# Exercise requirements:
Your job is to restate each entry word for word.

Location identification items:
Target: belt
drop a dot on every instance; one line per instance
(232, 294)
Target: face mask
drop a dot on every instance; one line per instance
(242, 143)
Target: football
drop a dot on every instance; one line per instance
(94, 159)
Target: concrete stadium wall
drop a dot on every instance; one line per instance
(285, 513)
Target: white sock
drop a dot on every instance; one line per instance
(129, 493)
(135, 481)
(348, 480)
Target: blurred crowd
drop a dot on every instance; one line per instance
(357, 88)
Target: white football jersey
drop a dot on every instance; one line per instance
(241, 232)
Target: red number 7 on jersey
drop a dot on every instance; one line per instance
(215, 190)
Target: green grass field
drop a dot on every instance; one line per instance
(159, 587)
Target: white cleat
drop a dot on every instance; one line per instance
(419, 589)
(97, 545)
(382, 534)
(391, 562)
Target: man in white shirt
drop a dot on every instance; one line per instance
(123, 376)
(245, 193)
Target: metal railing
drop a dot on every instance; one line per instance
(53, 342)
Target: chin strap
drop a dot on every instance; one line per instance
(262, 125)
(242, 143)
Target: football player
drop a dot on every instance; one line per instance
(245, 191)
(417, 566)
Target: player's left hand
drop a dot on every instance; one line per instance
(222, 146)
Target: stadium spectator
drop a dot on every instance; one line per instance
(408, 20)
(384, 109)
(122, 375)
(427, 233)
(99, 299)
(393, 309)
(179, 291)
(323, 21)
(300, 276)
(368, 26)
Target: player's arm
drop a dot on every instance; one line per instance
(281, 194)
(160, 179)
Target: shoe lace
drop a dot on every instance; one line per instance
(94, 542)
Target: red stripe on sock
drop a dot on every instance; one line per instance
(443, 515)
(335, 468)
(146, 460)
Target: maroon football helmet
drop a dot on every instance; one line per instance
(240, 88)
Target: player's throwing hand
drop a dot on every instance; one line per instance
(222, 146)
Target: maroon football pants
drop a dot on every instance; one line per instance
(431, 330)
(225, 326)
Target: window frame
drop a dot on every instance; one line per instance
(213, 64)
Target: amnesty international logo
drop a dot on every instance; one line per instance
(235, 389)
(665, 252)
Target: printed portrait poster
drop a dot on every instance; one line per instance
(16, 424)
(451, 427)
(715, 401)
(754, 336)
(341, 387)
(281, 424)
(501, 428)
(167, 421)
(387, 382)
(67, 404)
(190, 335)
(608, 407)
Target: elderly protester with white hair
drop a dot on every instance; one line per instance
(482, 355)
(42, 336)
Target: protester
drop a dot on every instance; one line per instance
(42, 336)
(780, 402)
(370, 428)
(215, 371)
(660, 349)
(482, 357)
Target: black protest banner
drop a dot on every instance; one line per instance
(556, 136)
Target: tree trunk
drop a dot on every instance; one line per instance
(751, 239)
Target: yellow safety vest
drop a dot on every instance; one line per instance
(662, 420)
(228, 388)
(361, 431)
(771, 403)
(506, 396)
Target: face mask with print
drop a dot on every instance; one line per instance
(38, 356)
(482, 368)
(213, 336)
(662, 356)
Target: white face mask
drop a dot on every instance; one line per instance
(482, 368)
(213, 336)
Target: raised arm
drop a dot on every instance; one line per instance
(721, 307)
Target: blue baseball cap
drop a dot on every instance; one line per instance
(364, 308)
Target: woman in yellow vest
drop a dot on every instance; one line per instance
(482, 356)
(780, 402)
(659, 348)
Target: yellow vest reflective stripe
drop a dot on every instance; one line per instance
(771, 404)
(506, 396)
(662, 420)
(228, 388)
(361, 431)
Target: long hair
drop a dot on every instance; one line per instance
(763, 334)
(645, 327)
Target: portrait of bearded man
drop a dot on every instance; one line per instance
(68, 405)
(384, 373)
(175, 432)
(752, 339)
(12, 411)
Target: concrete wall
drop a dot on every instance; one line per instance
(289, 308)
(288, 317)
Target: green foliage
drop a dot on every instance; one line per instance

# Output below:
Target: belt
drop a dot on every instance; one line per instance
(232, 294)
Target: face mask
drop a dot on every instance; one line per instance
(242, 143)
Target: football
drop a dot on every instance; one line per instance
(94, 159)
Target: concrete stadium wall
drop a dot on every instance; one line per instance
(285, 513)
Target: white sock
drop a dot on every instance; one line per instance
(129, 493)
(135, 481)
(348, 480)
Target: blurred crowd
drop a dot on every instance; one line per instance
(357, 88)
Target: white football jersey
drop a dot on every instance; one line per instance
(241, 232)
Target: red number 7 on jersey
drop a dot on every instance; one line per instance
(215, 190)
Target: green grass field
drop a dot on every instance; one line per instance
(159, 587)
Target: white cleat
drop a dot on every instance; one line per instance
(419, 589)
(97, 545)
(382, 534)
(391, 562)
Target: man in white shirt
drop a dot on every instance; one line per instance
(123, 376)
(245, 193)
Target: metal railing
drop a dot on every instance; one line per instance
(53, 342)
Target: chin strap
drop a dot on every instance; one line per instance
(262, 125)
(242, 143)
Target: football player
drop a dot on every instance; one line per instance
(245, 191)
(417, 566)
Target: player's left hand
drop a dot on every instance; one line per instance
(222, 146)
Target: stadium spectator
drop a dot on every instance; one line per instance
(408, 20)
(384, 109)
(122, 375)
(427, 233)
(99, 299)
(393, 309)
(179, 291)
(323, 21)
(300, 276)
(368, 26)
Target: player's arm
drop a dot on every instance; one line per instance
(281, 194)
(160, 179)
Target: shoe lace
drop a dot on every instance; one line per instance
(94, 542)
Target: red stripe on sock
drop a dot on every instance; one line per instance
(443, 515)
(335, 468)
(146, 460)
Target: maroon football helmet
drop a dot on every instance; one line per instance
(240, 88)
Target: player's throwing hand
drop a dot on every instance; one line per instance
(222, 146)
Target: maroon football pants
drop a dot on every instance; one line per instance
(431, 330)
(225, 326)
Target: window frame
drop a dot on every instance; one line per instance
(213, 64)
Target: amnesty international logo
drop a dot on every instance; one line per instance
(235, 389)
(665, 252)
Target: printed portrait poster
drop a dot on every instance; one line per instance
(16, 424)
(451, 427)
(715, 401)
(754, 336)
(341, 387)
(281, 424)
(501, 428)
(167, 421)
(387, 382)
(67, 404)
(190, 335)
(608, 407)
Target: elderly protester with white hair
drop a dot on every instance; one line per instance
(482, 355)
(42, 336)
Target: protester
drop a dot on every instance; one line per instance
(42, 336)
(780, 402)
(370, 428)
(215, 371)
(660, 349)
(482, 357)
Target: black protest banner
drop a dot on every instance; one line per instance
(556, 136)
Target: tree trunk
drop a dot on every instance; one line per instance
(751, 239)
Target: yellow safety vest
drop a dot on every instance; one line per instance
(662, 420)
(228, 388)
(361, 431)
(771, 403)
(506, 396)
Target: face mask with print
drop a dot on every instance; one line per instance
(38, 356)
(482, 368)
(213, 336)
(662, 356)
Target: white face mask
drop a dot on every instance; one line per instance
(482, 368)
(213, 336)
Target: raised arm
drop a dot on every instance; one line per instance
(721, 307)
Target: blue baseball cap
drop a dot on every instance; one line per instance
(364, 308)
Target: woman in yellow vest
drop a dot on every instance; one line per instance
(482, 356)
(780, 402)
(659, 348)
Target: yellow vest reflective stripe
drop a dot on every instance; one line per instance
(771, 404)
(506, 396)
(662, 420)
(228, 388)
(361, 431)
Target: long hair
drop a dot on every instance; one line per instance
(763, 334)
(645, 327)
Target: portrait of bearded man
drop a dot on every instance; one line per instance
(68, 405)
(384, 373)
(175, 432)
(752, 339)
(12, 411)
Target: concrete wall
drop a dot on every instance; one line per instance
(289, 308)
(288, 317)
Target: green foliage
drop a dot on every instance; one line per instance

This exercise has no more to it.